FRAGMENTO PROPORCIONADO:
━━━━
Por eso el escéptico, el más valiente de todos los existencialistas, debe caminar siempre sobre un pantano, con un horizonte lleno de espejismos. Se vive con una sed que no se puede saciar nunca, con un hambre que no se puede calmar. Se respira y no se siente el aire, se mira y da lo mismo qué mirar. Resulta indiferente hacer o no hacer, ser o no ser, vivir o no vivir. ¿Se existe para la familia, para los amigos, para la paz, para la patria, para dios, para uno? No. Ya nada tiene valor, pues cada concepto y cada atributo no es más que una convención.
Aún así se vive, pues a veces se tiene esperanza de que sea un estado mental pasajero, o de que alguien descubra una respuesta trascendental, o por simplemente disfrutar esta realidad que nos tocó vivir mientras todavía sea soportable. Tal existencialismo tan nauseabundamente Sartreano es propio de la contingencia, filosóficamente hablando. Esta es la maldición de todo existencialista: el estar muerto mucho antes de nuestra muerte.
━━━━
EJERCICIO 1: En el fragmento sobre el escéptico, la pregunta «¿Se existe para…?» nombra varias cosas. Enuméralas todas.
EJERCICIO 2: Filtra los registros y copia cada línea que contenga la cadena "every".
━━━━
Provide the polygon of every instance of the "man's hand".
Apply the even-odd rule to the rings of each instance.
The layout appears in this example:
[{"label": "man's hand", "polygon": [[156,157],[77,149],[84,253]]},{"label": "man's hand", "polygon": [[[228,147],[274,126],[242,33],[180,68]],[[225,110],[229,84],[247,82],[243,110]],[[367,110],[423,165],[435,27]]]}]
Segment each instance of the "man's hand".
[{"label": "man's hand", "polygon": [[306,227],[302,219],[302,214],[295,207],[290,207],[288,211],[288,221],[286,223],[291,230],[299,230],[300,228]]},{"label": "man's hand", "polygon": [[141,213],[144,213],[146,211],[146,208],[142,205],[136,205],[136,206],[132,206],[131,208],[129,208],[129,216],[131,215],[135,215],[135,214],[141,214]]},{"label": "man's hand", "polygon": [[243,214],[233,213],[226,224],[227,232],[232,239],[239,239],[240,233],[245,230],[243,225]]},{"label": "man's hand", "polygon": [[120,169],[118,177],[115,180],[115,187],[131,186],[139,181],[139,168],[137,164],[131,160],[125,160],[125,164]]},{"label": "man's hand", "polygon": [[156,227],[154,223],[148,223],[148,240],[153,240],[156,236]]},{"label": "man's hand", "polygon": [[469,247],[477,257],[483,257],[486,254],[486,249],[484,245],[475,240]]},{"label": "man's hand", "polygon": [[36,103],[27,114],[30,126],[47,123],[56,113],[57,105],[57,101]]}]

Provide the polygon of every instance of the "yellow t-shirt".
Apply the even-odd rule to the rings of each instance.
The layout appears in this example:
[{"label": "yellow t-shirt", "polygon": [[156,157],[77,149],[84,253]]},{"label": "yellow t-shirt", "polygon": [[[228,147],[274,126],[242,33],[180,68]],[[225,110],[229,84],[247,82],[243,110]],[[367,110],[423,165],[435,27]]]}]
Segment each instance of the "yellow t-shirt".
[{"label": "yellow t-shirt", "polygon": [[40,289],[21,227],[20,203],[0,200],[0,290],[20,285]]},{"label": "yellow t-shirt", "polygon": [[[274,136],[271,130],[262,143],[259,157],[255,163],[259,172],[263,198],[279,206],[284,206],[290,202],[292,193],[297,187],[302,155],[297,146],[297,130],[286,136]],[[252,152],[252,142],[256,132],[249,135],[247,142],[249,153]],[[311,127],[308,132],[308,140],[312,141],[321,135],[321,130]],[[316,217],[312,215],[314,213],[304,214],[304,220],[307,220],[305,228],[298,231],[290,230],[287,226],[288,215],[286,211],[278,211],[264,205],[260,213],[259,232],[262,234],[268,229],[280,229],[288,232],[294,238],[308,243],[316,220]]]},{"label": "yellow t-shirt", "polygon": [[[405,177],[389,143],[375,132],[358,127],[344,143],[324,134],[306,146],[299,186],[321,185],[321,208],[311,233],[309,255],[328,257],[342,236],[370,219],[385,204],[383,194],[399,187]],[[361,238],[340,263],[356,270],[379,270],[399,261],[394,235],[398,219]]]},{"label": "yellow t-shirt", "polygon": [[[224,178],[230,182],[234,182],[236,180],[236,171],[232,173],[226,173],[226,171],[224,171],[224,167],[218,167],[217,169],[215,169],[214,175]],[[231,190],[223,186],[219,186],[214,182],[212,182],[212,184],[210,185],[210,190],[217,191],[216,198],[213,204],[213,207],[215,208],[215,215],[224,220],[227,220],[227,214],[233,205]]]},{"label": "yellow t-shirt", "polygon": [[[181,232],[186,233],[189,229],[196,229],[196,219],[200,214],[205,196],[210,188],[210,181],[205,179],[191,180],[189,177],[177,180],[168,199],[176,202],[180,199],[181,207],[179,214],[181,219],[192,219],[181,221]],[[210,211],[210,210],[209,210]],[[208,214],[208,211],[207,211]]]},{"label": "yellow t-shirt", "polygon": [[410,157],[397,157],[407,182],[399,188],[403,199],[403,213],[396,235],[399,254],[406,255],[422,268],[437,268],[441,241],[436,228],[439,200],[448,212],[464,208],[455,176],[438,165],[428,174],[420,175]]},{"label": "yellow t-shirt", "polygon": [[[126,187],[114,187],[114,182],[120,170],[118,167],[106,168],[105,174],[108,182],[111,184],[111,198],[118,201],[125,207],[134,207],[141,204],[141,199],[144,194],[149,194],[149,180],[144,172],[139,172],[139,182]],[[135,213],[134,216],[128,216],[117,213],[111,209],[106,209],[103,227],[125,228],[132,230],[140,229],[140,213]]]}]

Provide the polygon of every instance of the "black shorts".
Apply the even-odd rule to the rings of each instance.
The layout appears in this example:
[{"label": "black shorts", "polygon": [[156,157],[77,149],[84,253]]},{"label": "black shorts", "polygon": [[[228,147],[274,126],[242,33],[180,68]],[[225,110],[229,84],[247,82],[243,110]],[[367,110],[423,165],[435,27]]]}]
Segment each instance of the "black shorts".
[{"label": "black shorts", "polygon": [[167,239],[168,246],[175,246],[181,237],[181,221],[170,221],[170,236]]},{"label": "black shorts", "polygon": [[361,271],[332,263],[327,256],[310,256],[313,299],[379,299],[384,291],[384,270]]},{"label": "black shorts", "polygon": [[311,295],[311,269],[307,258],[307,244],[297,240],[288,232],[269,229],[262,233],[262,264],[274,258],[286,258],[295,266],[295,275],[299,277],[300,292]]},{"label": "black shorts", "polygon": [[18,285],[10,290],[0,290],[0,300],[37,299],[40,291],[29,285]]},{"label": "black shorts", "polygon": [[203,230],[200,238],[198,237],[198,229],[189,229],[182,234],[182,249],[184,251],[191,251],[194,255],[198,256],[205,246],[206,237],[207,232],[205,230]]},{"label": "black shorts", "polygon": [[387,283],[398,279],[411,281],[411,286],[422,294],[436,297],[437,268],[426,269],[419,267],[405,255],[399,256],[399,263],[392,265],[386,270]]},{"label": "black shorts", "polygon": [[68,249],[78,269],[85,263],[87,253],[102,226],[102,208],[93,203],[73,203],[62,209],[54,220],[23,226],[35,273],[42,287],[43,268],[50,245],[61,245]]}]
━━━━
RESPUESTA 1:
- la familia
- los amigos
- la paz
- la patria
- dios
- uno

RESPUESTA 2:
Provide the polygon of every instance of the "man's hand".
Provide the polygon of every instance of the "yellow t-shirt".
Provide the polygon of every instance of the "black shorts".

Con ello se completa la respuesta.